* **Instructions for the task**
Please output, word for word, the lines beginning with the one that contains "in striped shirt." and running through the one that contains "Target: pink banner reading things to do", with both of those lines included. Give nothing else.

* **Provided records**

* Begin *

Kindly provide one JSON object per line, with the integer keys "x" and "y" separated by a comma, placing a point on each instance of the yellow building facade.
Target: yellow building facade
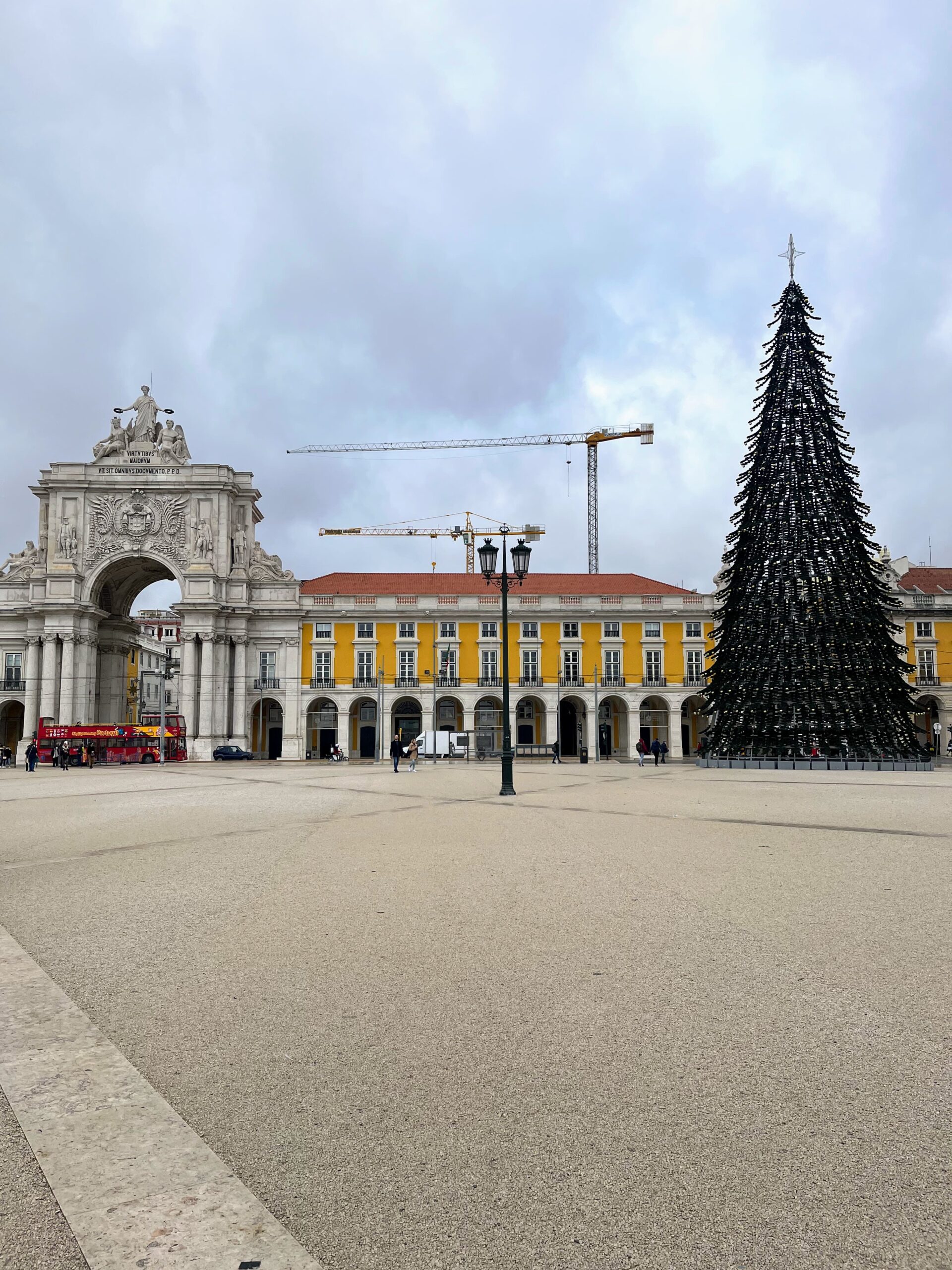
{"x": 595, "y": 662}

* End *
* Begin *

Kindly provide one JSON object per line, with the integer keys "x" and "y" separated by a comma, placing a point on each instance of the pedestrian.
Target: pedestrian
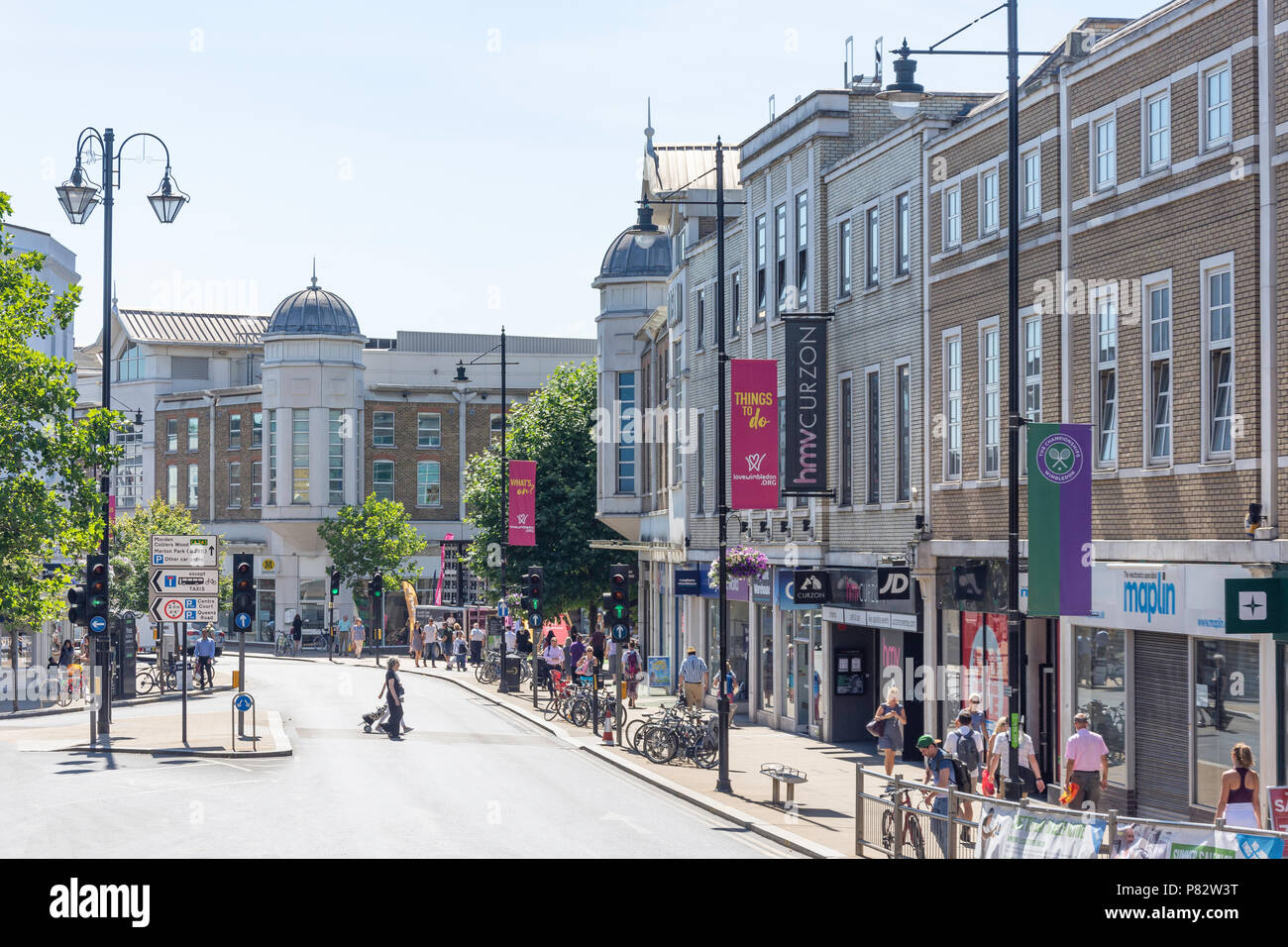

* End *
* Begin *

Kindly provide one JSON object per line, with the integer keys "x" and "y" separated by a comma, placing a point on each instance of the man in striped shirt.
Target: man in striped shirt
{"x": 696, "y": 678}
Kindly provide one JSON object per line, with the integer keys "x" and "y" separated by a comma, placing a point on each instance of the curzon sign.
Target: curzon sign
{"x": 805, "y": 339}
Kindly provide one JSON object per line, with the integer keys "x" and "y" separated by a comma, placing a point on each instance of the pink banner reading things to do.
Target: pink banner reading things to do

* End *

* **Answer**
Kindly provide one JSON object per line, with the integer keys "x" and "y" separated by a comma, placing a point on each instance of the man in striped shirt.
Target: man in striped shirt
{"x": 696, "y": 678}
Kindly provide one JSON object per line, with the integer keys "x" and "y" separated by a comma, placing a point on each instance of the curzon sign.
Target: curzon sign
{"x": 805, "y": 339}
Kindly provide one JSON object per line, with the integer keys "x" and "y" separated by a comma, placing a point on each instance of the pink banner reading things to do.
Target: pink banner reading things to do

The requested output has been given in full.